● **TÂCHE COURTE 1**
Parmi les sages personnes des générations précédentes, lesquelles le texte extrait nomme-t-il comme déjà mortes ?
● **TÂCHE COURTE 2**
Ces affirmations sont-elles conformes au texte extrait ? Répondez par oui ou non pour chacune et citez les mots du texte qui tranchent.
(a) La foudre est tombée sur l'hôtel Saint-Pol.
(b) En juillet 1405, le Roi accompagnait la Reine au château de Saint-Germain.
(c) La Reine et le duc sont restés trois mois à Melun.

____ TEXTE EXTRAIT

Le joli bois que chante l'auteur du Pastoralet est Paris, la résidence de la cour. Les ballades d'Eustache Deschamps, de Christine de Pisan célèbrent l'amour et les amants; jamais les prédicateurs n'ont trouvé plus ample matière à fulminer que dans les mœurs de cette époque. Que l'on paraissait loin déjà de la cour si décente et si réglée de Charles V! Peu à peu toutes les sages personnes des précédentes générations: la duchesse douairière d'Orléans, la Reine Blanche, la duchesse de Bar, étaient mortes, et la duchesse de Bourgogne va bientôt suivre son mari dans la tombe[944]; avec elle, disparaîtra[Pg 405] le dernier type de noble et respectable dame qui eût pu encore imposer à Isabeau.

[944] La duchesse Marguerite de Bourgogne mourut en 1405.

Et nous voyons celle-ci s'afficher avec son beau-frère: en juillet 1405, par exemple, tandis que le Roi et les Enfants de France sont demeurés à Paris, la Reine passe plusieurs jours, pour son plaisir, au château de Saint-Germain, en compagnie du duc Louis. Le 12 juillet, ils font ensemble une promenade dans la forêt, elle en char, lui à cheval. Tout à coup un gros orage éclate avec de fortes rafales de vent et de pluie; le duc monte dans la voiture d'Isabeau; les chevaux, effrayés par le tonnerre, se cabrent, puis s'emportent et dévalent à toute bride dans la direction de la Seine; les deux voyageurs se voient perdus; mais le sang-froid d'un cocher, qui coupe les traits, les sauve d'une mort qui paraissait certaine[945]. Le lendemain, étant toujours au château de Saint-Germain, ils apprennent avec terreur que l'orage de la veille s'est aussi abattu sur Paris et que la foudre est tombée sur l'hôtel Saint-Pol où elle a causé de grands ravages: dans une[Pg 406] chambre voisine de celle où se trouvait le Dauphin, elle a tué un de ses compagnons de jeux et blessé grièvement plusieurs personnes. La Reine et le duc tirent les plus mauvais présages de cette catastrophe; et autour d'eux, on commente ces mauvais présages; ils peuvent entendre dire «qu'ils vont bientôt voir fondre sur eux les derniers malheurs en punition de leurs méfaits[946]». Louis d'Orléans pense alors à payer ses dettes, mais Isabeau ne se préoccupe nullement de garder plus dignement son rang.

[945] Religieux de Saint-Denis, Chronique de Charles VI, t. III, p. 281.

[946] Religieux de Saint-Denis, Chronique..., t. IIII, p. 283-285.

Peu de temps après, au début de la lutte entre les partisans du duc d'Orléans et ceux de Jean de Bourgogne, non seulement la Reine se prononce pour la politique de son beau-frère, mais elle se sauve avec lui, loin du Roi, jusqu'à Melun, où deux mois entiers, le même toit les abrite[947]. En cette circonstance, elle rompait avec l'une des traditions les plus fidèlement observées par les Reines de France, ses devancières.

________
____ SEGMENT DE DONNÉES

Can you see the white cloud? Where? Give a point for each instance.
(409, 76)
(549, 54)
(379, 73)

________

● **RÉSULTAT 1**
- la duchesse douairière d'Orléans
- la Reine Blanche
- la duchesse de Bar

● **RÉSULTAT 2**
(a) Oui : « la foudre est tombée sur l'hôtel Saint-Pol ».
(b) Non : « tandis que le Roi et les Enfants de France sont demeurés à Paris ».
(c) Non : « deux mois entiers, le même toit les abrite ».